EXTRACT PROVIDED
>> Start
Has anyone else noticed these spam emails, or is it just me?
I'm receiving these too. It looks like the servers are bouncing some
of them just for me, even. And I'm receiving not just from this
list; also from freebsd-hackers@ and ports@.
postmaster@ is aware of the problem, we do not yet have a clear-cut
solution and we're investigating.
--
[email protected] +49 171 3101372 Now what ?
I'm on most lists & also seen much spam lately.
Changing Mailman list configs to only allowing postings from
subscribed
addresses could dump nearly all spam; (I'm a Mailman admin elsewhere
).
This was how the majority of FreeBSD mailing lists were configured.
Most lists were set to discard postings from non-subscribers. Some were
set to hold. A few were set to reject.
But @freebsd.org has prefered open lists for near all lists.
Best only for the initial fresh- after- install- questions@, IMO.
This has not been true for a good while now. Historically, nearly all
our lists were indeed open. In recent years, we've made most lists
subscriber-only, with some exceptions and whitelists.
>> End
[Data drawn from a collection]
>> Start
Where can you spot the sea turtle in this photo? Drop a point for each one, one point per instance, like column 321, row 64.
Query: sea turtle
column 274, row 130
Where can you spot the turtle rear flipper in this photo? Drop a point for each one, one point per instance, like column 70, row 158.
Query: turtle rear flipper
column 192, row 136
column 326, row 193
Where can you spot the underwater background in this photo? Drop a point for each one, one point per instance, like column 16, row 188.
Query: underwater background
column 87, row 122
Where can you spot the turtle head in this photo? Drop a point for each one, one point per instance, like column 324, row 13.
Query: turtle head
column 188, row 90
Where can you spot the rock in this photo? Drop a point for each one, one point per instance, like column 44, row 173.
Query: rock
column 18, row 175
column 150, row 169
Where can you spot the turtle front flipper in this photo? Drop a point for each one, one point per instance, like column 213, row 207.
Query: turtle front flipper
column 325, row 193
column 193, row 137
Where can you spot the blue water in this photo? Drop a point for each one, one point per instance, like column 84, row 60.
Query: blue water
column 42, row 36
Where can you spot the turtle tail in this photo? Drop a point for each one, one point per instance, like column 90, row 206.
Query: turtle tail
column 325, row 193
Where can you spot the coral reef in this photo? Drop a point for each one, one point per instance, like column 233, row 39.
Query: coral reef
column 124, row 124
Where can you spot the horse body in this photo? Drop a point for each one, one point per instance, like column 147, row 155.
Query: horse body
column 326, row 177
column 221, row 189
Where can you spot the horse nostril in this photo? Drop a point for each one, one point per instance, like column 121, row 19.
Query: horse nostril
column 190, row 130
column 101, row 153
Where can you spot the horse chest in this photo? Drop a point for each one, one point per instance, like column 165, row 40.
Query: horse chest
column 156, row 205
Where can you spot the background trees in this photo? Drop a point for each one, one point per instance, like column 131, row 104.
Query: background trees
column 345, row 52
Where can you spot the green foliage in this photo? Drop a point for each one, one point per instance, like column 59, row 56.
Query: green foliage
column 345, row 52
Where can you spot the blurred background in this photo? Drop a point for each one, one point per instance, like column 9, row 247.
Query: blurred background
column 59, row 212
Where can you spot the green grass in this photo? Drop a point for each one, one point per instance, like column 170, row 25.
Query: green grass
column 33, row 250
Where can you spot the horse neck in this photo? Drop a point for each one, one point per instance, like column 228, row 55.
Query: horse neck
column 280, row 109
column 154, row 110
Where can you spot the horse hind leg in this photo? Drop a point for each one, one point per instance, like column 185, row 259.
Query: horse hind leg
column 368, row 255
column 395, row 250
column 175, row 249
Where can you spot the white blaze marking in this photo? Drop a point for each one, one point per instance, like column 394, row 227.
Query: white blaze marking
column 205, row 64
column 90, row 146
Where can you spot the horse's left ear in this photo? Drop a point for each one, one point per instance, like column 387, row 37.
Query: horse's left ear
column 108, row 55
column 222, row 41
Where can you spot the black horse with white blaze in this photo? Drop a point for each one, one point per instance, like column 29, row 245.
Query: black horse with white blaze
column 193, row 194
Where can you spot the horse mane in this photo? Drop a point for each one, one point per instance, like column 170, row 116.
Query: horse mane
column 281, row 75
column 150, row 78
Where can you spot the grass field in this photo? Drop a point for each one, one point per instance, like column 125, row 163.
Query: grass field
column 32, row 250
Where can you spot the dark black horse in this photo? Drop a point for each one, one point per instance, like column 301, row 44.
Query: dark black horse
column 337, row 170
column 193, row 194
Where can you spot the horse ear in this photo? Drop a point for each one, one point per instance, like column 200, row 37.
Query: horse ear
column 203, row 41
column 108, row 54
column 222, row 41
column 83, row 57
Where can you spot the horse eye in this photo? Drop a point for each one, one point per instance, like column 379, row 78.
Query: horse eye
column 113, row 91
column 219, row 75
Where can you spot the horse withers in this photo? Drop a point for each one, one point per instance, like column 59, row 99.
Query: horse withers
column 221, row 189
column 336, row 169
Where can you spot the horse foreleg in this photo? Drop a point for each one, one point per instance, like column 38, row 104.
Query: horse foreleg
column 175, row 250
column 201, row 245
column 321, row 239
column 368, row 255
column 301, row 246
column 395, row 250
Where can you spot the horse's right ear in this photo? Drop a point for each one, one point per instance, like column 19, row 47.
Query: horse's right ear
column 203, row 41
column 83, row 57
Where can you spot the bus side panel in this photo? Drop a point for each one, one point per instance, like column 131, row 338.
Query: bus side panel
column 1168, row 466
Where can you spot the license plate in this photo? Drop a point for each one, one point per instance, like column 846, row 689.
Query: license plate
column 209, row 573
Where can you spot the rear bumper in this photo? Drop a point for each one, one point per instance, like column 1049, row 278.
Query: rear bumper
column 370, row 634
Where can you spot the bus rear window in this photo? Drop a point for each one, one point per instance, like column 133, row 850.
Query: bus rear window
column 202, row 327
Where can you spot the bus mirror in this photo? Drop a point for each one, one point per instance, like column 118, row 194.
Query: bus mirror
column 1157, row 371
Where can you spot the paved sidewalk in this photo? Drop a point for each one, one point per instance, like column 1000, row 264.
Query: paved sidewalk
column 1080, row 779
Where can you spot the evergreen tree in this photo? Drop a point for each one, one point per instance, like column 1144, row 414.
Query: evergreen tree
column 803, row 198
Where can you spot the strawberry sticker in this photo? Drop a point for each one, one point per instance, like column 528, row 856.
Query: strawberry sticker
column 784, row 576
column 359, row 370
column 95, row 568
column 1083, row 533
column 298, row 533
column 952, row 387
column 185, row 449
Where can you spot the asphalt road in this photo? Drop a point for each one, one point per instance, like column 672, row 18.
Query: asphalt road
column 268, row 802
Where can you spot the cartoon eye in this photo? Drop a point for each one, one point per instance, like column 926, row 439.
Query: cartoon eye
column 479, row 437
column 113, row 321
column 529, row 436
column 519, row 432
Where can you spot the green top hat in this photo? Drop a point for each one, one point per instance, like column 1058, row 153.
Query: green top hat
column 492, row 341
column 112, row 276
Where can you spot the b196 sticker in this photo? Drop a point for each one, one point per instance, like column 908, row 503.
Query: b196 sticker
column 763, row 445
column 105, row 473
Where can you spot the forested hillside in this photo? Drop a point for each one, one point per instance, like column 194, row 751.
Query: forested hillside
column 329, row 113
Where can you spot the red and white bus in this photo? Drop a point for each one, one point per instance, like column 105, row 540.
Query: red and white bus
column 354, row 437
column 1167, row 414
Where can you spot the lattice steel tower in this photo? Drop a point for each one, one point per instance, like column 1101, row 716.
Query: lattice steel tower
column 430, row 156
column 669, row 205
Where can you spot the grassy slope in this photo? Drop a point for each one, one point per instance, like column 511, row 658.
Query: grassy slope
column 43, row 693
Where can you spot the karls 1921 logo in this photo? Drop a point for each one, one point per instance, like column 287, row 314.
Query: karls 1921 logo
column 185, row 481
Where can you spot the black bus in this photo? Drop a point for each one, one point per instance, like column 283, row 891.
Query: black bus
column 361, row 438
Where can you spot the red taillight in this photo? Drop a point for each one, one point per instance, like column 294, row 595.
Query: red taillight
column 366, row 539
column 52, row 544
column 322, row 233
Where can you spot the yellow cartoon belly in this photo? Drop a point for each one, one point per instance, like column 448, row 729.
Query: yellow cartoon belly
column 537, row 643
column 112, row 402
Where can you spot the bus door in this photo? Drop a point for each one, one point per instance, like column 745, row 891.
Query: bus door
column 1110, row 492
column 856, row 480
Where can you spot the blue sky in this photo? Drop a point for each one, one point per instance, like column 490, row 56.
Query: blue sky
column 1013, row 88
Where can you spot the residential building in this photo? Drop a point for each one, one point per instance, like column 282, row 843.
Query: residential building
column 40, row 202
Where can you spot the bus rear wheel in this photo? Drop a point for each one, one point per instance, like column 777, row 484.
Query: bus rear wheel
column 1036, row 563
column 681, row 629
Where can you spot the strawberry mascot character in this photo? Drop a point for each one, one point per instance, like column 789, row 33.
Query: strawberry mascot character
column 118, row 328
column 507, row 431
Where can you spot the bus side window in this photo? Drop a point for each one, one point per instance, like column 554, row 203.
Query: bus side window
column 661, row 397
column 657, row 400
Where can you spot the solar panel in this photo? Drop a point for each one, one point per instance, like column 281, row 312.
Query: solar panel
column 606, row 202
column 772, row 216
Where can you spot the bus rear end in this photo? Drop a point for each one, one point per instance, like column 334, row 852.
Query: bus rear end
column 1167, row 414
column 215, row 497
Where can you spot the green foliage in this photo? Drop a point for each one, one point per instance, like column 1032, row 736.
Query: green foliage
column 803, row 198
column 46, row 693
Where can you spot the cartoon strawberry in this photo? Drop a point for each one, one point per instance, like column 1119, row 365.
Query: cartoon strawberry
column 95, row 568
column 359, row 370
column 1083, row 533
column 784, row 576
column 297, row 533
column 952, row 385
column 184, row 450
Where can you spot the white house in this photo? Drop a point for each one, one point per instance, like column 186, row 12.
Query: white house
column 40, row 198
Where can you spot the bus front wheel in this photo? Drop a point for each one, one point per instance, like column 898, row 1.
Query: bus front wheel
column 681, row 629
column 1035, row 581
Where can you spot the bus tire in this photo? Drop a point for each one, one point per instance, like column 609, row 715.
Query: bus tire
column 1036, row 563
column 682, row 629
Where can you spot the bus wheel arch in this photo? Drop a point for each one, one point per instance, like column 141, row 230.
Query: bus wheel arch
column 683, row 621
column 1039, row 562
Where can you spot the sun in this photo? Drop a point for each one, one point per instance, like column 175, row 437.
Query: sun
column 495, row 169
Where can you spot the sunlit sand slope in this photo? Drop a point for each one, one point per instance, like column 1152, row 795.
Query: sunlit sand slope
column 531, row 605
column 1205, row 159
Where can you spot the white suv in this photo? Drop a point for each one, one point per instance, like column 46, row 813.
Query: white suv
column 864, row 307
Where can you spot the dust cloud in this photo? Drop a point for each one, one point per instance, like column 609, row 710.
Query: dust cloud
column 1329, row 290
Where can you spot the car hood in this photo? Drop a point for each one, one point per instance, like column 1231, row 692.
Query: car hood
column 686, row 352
>> End
From the mailing-list discussion about spam, output the passage starting at "Changing Mailman list" and ending at "install- questions@, IMO.", copied word for word.

ANSWER TO THE PROBLEM
Changing Mailman list configs to only allowing postings from
subscribed
addresses could dump nearly all spam; (I'm a Mailman admin elsewhere
).
This was how the majority of FreeBSD mailing lists were configured.
Most lists were set to discard postings from non-subscribers. Some were
set to hold. A few were set to reject.
But @freebsd.org has prefered open lists for near all lists.
Best only for the initial fresh- after- install- questions@, IMO.